**DATA EXTRACT:**
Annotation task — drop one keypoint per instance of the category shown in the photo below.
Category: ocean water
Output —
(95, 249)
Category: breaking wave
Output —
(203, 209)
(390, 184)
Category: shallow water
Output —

---

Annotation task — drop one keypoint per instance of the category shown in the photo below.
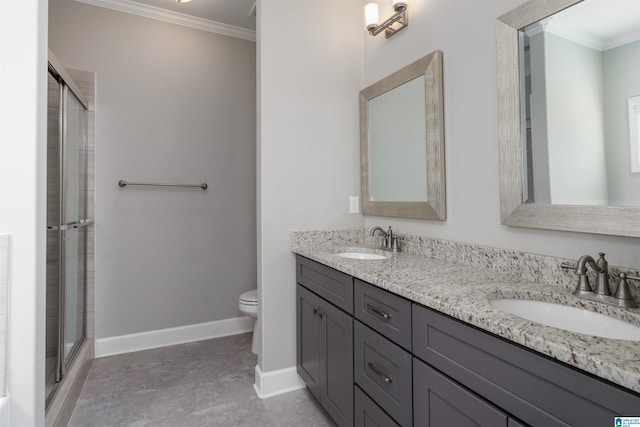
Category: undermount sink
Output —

**PROBLEM TO SOLVE:** Count the lines in the data above that contain the word "water", and give only that number.

**THE COMPLETED TASK:** 2